⟨
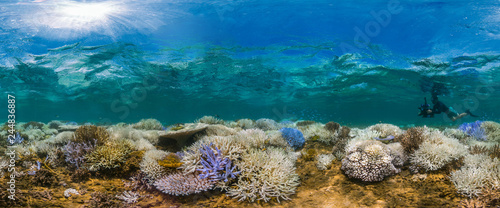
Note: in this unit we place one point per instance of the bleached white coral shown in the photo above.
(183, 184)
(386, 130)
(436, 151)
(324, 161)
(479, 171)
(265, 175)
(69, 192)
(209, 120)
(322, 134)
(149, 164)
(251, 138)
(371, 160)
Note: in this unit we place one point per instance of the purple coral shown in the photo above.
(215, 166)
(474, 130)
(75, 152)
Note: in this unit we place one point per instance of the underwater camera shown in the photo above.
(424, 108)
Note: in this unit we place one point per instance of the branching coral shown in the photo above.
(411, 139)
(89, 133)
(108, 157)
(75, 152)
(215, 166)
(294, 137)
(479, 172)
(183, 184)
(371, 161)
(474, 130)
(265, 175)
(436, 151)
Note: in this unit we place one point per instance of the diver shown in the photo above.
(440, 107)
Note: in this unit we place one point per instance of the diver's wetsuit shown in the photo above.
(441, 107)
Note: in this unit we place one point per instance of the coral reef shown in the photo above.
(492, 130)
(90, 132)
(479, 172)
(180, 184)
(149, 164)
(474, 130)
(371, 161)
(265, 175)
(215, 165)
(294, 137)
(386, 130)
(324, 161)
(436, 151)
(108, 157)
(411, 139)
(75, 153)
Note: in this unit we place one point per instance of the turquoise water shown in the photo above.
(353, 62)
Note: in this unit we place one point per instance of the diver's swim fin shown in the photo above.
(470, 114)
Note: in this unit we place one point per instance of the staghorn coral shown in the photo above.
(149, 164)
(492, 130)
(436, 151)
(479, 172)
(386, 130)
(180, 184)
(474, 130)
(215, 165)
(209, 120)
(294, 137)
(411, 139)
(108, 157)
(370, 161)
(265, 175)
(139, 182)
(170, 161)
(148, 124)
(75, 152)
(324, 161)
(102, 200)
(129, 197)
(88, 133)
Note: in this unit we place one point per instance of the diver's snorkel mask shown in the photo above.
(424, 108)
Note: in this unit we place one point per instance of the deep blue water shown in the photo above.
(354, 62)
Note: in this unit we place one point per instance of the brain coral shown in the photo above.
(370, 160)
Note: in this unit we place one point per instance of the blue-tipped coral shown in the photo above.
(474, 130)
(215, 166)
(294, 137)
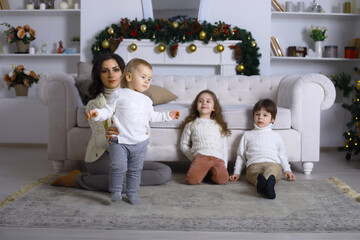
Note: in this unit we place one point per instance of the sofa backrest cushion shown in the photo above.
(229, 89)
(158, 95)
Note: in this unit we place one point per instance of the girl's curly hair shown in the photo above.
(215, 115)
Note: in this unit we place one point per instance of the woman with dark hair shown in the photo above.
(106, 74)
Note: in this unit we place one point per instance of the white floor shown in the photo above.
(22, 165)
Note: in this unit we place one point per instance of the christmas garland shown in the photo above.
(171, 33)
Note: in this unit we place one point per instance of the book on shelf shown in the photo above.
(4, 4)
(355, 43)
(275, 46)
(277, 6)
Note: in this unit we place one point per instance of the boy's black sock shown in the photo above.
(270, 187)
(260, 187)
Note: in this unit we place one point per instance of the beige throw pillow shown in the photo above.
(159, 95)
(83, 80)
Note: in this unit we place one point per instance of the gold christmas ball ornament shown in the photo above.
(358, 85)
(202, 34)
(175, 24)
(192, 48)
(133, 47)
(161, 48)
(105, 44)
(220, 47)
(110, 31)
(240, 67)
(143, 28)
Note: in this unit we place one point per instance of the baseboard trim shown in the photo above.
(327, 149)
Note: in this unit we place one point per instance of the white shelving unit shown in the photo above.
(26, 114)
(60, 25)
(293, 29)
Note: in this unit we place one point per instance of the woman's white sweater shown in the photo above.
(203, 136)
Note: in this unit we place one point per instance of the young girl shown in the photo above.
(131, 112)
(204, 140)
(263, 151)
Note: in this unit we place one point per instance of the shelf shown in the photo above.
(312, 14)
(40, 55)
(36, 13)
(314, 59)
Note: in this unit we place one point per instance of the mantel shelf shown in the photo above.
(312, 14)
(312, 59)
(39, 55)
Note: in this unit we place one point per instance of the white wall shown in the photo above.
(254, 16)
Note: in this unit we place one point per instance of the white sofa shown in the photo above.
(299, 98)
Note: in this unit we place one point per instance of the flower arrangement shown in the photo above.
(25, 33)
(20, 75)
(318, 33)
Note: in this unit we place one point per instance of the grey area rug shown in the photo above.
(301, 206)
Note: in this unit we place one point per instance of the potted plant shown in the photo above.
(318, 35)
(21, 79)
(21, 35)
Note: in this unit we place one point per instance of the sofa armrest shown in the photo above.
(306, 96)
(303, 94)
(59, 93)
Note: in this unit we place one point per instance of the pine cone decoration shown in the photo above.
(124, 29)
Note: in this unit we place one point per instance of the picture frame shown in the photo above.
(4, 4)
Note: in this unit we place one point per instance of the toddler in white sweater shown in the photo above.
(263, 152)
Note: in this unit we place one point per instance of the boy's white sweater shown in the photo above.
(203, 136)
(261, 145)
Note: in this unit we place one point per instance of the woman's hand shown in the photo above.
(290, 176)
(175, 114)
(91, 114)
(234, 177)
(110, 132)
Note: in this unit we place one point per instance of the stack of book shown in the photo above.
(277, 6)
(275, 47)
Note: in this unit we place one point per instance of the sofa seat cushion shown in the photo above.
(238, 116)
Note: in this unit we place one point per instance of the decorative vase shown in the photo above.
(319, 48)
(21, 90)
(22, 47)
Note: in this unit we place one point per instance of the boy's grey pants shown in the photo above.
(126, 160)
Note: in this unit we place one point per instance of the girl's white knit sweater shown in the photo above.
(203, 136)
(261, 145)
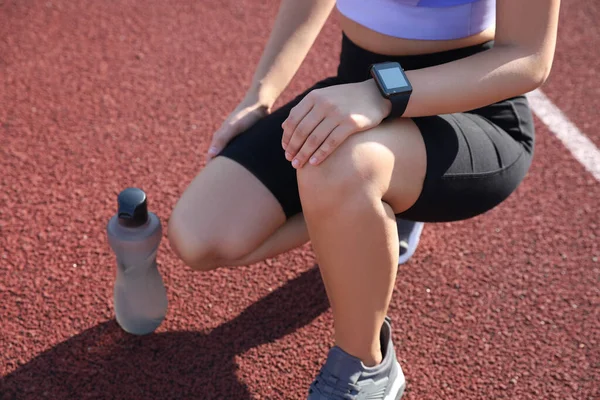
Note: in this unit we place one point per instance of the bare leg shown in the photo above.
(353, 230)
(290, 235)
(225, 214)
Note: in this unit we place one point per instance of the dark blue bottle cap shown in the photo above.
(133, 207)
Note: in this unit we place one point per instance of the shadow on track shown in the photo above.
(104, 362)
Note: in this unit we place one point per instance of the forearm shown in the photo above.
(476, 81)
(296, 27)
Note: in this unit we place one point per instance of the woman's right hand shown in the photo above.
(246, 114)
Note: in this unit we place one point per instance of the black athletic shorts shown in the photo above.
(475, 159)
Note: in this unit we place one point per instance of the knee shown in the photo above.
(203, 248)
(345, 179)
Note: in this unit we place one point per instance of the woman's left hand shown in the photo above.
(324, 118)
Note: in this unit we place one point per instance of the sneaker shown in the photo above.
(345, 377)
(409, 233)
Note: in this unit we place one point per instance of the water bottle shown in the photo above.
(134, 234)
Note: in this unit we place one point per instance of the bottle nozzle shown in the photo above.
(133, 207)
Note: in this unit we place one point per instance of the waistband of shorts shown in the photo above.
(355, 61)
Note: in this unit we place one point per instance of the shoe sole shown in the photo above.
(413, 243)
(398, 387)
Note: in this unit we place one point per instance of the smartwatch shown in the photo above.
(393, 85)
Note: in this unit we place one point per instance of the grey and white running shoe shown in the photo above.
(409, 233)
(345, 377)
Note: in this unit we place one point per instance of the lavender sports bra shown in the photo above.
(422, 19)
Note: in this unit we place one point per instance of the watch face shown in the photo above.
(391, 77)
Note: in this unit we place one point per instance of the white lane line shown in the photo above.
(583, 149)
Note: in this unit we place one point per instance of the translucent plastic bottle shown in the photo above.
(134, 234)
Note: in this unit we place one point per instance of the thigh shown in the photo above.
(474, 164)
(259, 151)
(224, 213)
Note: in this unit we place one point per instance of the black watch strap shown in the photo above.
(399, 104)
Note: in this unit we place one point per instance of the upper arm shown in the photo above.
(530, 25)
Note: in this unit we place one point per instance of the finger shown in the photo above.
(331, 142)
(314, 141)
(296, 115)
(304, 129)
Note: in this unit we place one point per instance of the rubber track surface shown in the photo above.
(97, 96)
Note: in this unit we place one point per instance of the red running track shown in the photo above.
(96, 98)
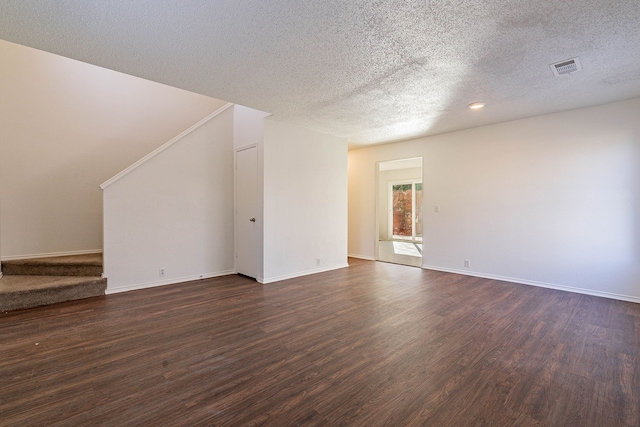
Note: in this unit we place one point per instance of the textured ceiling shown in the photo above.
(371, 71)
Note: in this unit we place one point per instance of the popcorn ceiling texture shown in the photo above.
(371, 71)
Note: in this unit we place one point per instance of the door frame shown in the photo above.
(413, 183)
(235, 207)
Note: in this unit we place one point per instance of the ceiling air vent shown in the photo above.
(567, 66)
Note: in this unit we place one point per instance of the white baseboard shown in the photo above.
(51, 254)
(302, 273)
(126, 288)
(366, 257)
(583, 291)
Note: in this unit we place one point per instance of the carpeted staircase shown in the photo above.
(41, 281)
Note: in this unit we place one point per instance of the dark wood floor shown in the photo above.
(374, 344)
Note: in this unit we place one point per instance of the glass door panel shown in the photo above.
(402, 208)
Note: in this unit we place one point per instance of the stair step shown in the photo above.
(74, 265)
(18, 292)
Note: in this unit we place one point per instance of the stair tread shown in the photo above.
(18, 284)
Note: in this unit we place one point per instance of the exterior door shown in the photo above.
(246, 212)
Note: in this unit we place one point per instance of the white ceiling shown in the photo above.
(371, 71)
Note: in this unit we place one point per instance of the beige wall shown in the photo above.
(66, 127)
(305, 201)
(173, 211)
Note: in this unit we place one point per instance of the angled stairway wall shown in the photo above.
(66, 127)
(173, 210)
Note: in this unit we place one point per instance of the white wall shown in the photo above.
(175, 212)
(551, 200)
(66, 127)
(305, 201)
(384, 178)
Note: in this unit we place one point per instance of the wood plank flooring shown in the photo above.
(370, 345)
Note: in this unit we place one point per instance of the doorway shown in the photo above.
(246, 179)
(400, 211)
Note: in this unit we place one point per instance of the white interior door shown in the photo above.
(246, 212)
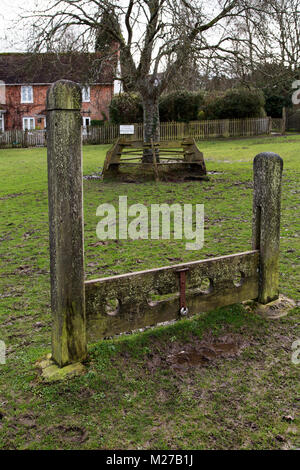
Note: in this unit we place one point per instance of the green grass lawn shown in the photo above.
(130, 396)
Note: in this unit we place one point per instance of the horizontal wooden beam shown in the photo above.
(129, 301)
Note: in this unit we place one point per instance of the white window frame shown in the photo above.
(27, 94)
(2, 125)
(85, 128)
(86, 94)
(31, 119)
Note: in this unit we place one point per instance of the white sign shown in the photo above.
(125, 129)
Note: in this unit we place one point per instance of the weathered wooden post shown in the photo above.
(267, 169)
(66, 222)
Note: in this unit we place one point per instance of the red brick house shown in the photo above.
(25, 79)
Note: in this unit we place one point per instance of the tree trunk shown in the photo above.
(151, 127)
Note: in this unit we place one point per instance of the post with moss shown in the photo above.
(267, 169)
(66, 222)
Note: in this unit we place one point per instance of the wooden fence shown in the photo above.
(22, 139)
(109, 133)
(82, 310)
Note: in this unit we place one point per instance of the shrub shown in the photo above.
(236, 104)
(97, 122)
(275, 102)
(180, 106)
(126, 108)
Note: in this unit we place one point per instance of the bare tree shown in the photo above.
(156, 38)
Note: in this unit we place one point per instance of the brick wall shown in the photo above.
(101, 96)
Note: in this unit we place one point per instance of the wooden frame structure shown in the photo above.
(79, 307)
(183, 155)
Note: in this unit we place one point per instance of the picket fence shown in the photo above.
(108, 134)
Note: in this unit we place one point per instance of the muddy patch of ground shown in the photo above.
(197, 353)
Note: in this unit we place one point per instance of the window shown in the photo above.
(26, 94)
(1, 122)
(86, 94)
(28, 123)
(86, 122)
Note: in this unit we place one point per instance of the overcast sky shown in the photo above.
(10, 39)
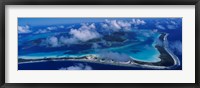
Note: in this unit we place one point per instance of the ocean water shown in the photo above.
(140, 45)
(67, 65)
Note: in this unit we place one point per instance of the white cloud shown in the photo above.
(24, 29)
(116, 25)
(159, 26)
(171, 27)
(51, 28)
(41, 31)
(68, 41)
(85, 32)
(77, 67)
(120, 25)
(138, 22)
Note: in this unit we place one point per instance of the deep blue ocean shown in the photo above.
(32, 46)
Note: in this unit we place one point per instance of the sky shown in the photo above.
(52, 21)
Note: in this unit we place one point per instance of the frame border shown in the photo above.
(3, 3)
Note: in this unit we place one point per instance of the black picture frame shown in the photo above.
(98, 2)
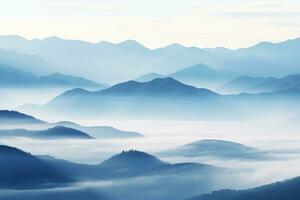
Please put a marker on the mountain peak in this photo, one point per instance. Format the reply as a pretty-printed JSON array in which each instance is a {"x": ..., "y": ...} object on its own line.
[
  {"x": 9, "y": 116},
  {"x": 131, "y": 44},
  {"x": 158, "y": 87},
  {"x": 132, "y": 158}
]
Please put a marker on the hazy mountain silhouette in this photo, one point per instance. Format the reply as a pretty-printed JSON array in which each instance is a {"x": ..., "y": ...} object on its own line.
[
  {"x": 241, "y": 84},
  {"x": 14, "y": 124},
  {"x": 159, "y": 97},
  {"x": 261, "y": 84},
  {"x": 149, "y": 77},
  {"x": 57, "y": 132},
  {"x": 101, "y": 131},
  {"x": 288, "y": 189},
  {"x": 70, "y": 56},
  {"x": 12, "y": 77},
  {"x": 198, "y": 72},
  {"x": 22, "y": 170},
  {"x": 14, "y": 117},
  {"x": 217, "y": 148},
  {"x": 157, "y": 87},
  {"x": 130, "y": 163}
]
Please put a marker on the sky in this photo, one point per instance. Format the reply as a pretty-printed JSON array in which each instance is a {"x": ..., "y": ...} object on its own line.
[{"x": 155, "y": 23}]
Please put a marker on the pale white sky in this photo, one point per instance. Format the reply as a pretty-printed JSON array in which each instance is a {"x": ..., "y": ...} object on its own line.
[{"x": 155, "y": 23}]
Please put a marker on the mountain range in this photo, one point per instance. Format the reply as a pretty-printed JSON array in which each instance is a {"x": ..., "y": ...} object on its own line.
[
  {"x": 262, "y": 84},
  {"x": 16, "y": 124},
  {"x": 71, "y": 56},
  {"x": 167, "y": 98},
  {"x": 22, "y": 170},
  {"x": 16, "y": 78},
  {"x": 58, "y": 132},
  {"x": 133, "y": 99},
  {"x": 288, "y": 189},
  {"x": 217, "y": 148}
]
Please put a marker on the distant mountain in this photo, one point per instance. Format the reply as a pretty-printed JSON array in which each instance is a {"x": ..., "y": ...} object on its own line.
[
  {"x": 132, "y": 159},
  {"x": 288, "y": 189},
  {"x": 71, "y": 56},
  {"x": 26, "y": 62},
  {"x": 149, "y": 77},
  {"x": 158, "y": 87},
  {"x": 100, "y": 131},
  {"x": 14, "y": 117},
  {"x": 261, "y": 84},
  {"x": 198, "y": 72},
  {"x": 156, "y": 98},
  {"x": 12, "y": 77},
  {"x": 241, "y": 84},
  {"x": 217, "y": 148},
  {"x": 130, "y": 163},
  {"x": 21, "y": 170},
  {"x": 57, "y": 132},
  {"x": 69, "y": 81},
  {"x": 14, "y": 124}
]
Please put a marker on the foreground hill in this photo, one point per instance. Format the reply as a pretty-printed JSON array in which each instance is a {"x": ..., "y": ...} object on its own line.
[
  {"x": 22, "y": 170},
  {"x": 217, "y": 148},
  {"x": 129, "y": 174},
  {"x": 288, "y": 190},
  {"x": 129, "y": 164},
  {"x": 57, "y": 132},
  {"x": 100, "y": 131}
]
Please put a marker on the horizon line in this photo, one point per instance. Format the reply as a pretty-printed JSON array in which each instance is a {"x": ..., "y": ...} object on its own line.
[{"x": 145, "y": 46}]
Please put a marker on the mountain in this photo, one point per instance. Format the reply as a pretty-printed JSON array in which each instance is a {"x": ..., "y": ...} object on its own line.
⟩
Return exactly the line that contains "Please put a marker on the mountain range" and every line after it, through the last line of the records.

_Response area_.
Please put a marker on the mountain range in this photo, one point per instance. Format the reply as a pretty-printed JSON array in which each instance is a {"x": ..., "y": ...} object on its own line.
[
  {"x": 262, "y": 84},
  {"x": 16, "y": 124},
  {"x": 71, "y": 56},
  {"x": 167, "y": 98},
  {"x": 22, "y": 170},
  {"x": 16, "y": 78},
  {"x": 58, "y": 132},
  {"x": 133, "y": 99},
  {"x": 288, "y": 189},
  {"x": 217, "y": 148}
]
Please put a marker on the distant mountain in this photo, one point per instance. Format the reply as a pretty-printed JSON array in which each instance is a {"x": ..., "y": ...} object on its own line.
[
  {"x": 132, "y": 159},
  {"x": 288, "y": 189},
  {"x": 71, "y": 56},
  {"x": 26, "y": 62},
  {"x": 149, "y": 77},
  {"x": 158, "y": 87},
  {"x": 100, "y": 131},
  {"x": 14, "y": 117},
  {"x": 261, "y": 84},
  {"x": 198, "y": 72},
  {"x": 156, "y": 98},
  {"x": 12, "y": 77},
  {"x": 241, "y": 84},
  {"x": 217, "y": 148},
  {"x": 130, "y": 163},
  {"x": 21, "y": 170},
  {"x": 57, "y": 132},
  {"x": 69, "y": 81},
  {"x": 14, "y": 124}
]
Please put a marker on the foreground hill in this photo, one point per instance. Format the reply as a pretty-printed JSON array in which each instance is a {"x": ..., "y": ...} object on its own line.
[
  {"x": 22, "y": 170},
  {"x": 217, "y": 148},
  {"x": 129, "y": 174},
  {"x": 288, "y": 190},
  {"x": 129, "y": 164},
  {"x": 57, "y": 132},
  {"x": 100, "y": 131}
]
Please put a marker on the horizon line in this photo, one point per instance. Format the reply as a pretty-printed JSON array in which each instance is a {"x": ..., "y": ...} object on its own line.
[{"x": 145, "y": 46}]
Please put a marker on the mountain in this photo, one point per instance. Format the reply as a pretty-printed JSON array in which each instance is a {"x": ..., "y": ...} object on its own line.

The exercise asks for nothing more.